-- SUPPLIED RECORDS follows --

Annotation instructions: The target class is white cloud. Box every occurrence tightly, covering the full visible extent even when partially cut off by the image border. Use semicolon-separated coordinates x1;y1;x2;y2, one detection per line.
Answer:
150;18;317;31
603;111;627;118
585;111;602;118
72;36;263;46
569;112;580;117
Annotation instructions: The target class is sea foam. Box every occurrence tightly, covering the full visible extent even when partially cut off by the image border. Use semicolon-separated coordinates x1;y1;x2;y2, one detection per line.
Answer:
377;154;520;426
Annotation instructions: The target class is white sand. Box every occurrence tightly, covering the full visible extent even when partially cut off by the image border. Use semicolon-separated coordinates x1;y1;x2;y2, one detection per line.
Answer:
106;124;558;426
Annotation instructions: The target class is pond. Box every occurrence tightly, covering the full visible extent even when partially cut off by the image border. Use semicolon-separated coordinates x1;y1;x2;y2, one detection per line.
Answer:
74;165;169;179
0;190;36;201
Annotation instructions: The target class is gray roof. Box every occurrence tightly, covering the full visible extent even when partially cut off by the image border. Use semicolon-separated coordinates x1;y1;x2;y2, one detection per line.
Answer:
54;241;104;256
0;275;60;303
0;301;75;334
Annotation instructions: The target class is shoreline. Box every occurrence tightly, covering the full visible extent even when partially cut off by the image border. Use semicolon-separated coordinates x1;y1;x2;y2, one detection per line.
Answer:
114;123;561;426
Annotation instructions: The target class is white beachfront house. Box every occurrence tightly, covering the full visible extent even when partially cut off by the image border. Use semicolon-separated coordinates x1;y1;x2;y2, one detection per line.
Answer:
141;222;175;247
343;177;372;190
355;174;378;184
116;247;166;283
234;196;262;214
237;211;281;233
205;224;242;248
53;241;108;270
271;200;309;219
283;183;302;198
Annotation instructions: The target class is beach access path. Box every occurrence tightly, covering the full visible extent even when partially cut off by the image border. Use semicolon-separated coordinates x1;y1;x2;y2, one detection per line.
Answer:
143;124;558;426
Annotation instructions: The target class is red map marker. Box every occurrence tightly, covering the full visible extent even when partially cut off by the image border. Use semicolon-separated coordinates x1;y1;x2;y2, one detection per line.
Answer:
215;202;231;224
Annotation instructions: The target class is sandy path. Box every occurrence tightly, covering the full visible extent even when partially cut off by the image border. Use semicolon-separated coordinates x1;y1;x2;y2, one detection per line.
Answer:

-- SUPPLIED RECORDS concluded --

* WHAT IS BEING ASKED
Repeat the listing exactly, leaving nothing out.

* EXERCISE ANSWER
Annotation instructions: The target class is white cloud. Box every occurrence tightly, covering the full visible extent even when partially cut off by the image border. Use semicolon-separated coordinates x1;y1;x2;y2, one detection per line.
Answer:
150;18;317;31
603;111;627;118
585;111;602;118
72;36;263;46
569;112;580;117
Annotation instructions: The target class is sea foam. Box every occurrence tightly, covering the full visible extent even when partially cut off by the image border. Use semicolon-separated coordinates x1;y1;x2;y2, one detection per line.
Answer:
377;154;520;426
Annotation instructions: The target class is white sand. Box every occurrence tightly, covering the full visible extent even when partially cut off by the image border. Use semicolon-separated coordinates x1;y1;x2;y2, one detection per line.
Answer:
106;124;558;426
Annotation instructions: The target class is pond. Box every occurrence tightly, covering the full visible extent even when partially cut off by the image border. Use semicolon-separated coordinates x1;y1;x2;y2, one detection per line.
Answer:
74;165;169;179
0;190;36;201
Annotation instructions: The target class is gray roof. Box every occurrence tightly, covering the full visible extent even when partially cut off by the image border. Use semicolon-separated coordinates x1;y1;x2;y2, one detection per line.
Answer:
54;241;104;256
0;275;60;303
0;301;75;334
Annotation instructions: The target class is shoreline. Box every occurrence tightly, covering the full visible extent even when partially cut off by the image border. Use semicolon-separated coordinates x1;y1;x2;y2, one detection per line.
Answer:
114;123;561;426
Annotation instructions: The target class is white beachfront house. Box every occurrence tightly, covering the full visible extent even when partially cut off by the image border. Use semicolon-separated coordinates x1;y1;x2;y2, one detection per line.
Answer:
141;222;175;247
343;177;372;190
355;174;378;184
116;247;166;283
234;196;262;214
237;211;281;233
205;224;242;248
53;241;108;270
271;200;309;219
283;183;302;198
Annotation instructions: The target class is beach access path. Box every occurrence tightly, covering the full visible extent even when partially cut off by the image border. Use semicolon-separated coordinates x1;y1;x2;y2, one detection per line.
Answer:
143;124;558;426
Annotation instructions: The target class is red map marker. Box every occurrence tightly, covering the full visible extent even when partially cut off by the image border. Use semicolon-separated coordinates x1;y1;x2;y2, one detection per line.
Answer:
215;202;231;224
Annotation instructions: The target class is sandy path. Box every occurrence tightly, covering the full visible extent even when partially cut off by the image border. Use semicolon-separated coordinates x1;y1;x2;y2, one detection per line.
Answer:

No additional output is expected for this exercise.